▸ **DATASET EXTRACT**
* * * * *
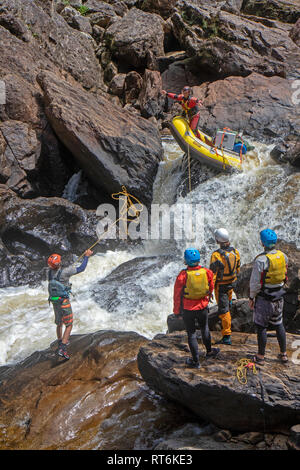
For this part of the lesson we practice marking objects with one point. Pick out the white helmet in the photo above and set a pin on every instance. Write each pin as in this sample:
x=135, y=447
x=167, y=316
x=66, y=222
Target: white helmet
x=221, y=235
* * * * *
▸ **EXERCISE DETAILS**
Copy out every line of the entries above, requests included, and shift each coordinate in the answer points up by 99, leaving the sample coordinates in the requests as they are. Leave the pictures out.

▸ **EXERCISE SOLUTION**
For this part of the lesson we practice marking objects with one point. Pick out the white helmet in the photo above and set a pin on every instance. Write each pin as in this sample:
x=135, y=447
x=167, y=316
x=66, y=222
Target: white helmet
x=320, y=334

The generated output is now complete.